- [TASK]: Extract all data as written.

==============================

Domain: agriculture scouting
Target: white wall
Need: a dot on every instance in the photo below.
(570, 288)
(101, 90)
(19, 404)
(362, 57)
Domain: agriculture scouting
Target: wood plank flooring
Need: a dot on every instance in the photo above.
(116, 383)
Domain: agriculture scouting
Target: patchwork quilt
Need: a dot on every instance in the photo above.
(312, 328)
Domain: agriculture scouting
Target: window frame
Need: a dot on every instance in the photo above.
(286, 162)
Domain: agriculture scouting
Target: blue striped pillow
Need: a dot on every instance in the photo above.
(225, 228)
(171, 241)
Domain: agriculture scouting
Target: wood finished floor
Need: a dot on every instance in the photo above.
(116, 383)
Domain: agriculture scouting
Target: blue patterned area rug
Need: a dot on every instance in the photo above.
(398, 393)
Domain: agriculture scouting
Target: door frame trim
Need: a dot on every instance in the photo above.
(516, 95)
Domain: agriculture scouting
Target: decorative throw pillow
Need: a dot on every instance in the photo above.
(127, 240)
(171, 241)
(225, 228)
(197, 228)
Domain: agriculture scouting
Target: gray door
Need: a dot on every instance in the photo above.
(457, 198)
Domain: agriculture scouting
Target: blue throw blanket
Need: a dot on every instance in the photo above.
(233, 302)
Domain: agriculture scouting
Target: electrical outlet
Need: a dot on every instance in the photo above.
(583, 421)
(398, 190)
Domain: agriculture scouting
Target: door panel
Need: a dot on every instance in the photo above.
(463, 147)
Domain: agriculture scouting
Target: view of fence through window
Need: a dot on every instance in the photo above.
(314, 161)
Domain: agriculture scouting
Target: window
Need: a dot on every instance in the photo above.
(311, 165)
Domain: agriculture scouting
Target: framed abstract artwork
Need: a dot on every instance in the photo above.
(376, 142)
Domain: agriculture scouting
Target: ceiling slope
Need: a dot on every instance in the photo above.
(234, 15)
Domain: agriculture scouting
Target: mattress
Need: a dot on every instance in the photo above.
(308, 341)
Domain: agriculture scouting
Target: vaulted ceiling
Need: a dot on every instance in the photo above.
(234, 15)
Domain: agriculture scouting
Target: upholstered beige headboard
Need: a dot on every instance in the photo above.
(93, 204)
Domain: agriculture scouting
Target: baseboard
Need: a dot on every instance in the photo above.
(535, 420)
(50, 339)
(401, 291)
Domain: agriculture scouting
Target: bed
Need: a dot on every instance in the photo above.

==============================

- [SOLUTION FOR THIS PROBLEM]:
Domain: agriculture scouting
Target: white wall
Need: a dot on every instance in the photo below.
(570, 288)
(101, 90)
(19, 404)
(362, 57)
Domain: agriculture scouting
Target: wood plank flooring
Need: a dot on every instance in the photo above.
(116, 383)
Domain: agriculture scouting
Target: patchwork quilt
Need: a dot on every instance in the photo above.
(312, 328)
Domain: agriculture scouting
Target: window frame
Need: a dot on every instance in the photo above.
(286, 162)
Domain: agriculture scouting
Target: blue striped pillow
Need: a dot on every instance in the photo above.
(225, 228)
(171, 241)
Domain: agriculture scouting
Target: wood finished floor
Need: a dot on every instance in the photo above.
(116, 383)
Domain: agriculture scouting
Target: blue patterned area rug
Need: a dot on every instance in the photo above.
(398, 393)
Domain: agriculture scouting
Target: door frame trim
Need: a dot on every instance in the photo above.
(516, 95)
Domain: agriculture scouting
Target: decorative throw pillow
Need: a dot on every instance in the photo above.
(127, 240)
(171, 241)
(225, 228)
(197, 228)
Domain: agriculture scouting
Target: gray door
Need: a dot on every instance in the photo above.
(457, 198)
Domain: agriculture scouting
Target: blue throw blanket
Need: a dot on every instance in the photo above.
(233, 302)
Domain: agriculture scouting
Target: electrical outlet
Need: a dot on every instance in the photo above.
(583, 421)
(398, 190)
Domain: agriculture scouting
Target: door panel
Need: a dot on every instance in the photo above.
(463, 147)
Domain: agriculture scouting
Target: view of fence through window
Need: a dot on every instance in the photo above.
(314, 161)
Domain: agriculture scouting
Target: window
Need: a dot on every instance in the photo above.
(311, 165)
Domain: agriculture scouting
Target: framed abstract artwork
Need: a dot on every instance in the photo above.
(376, 142)
Domain: agriculture scouting
Target: ceiling slope
Need: a dot on every instance in the photo above.
(234, 15)
Domain: agriculture scouting
Target: mattress
Need: a dot on every instance in the photo above.
(308, 341)
Domain: agriculture scouting
Target: vaulted ceiling
Need: a dot on every instance in the photo above.
(234, 15)
Domain: agriculture scouting
Target: upholstered beige headboard
Need: a dot on every instance in the photo above.
(93, 204)
Domain: agriculture scouting
Target: baseboard
Need: a dot on every instance in the photo above.
(535, 420)
(50, 339)
(401, 291)
Domain: agriculture scouting
Target: bed
Need: a dot on every instance in the photo above.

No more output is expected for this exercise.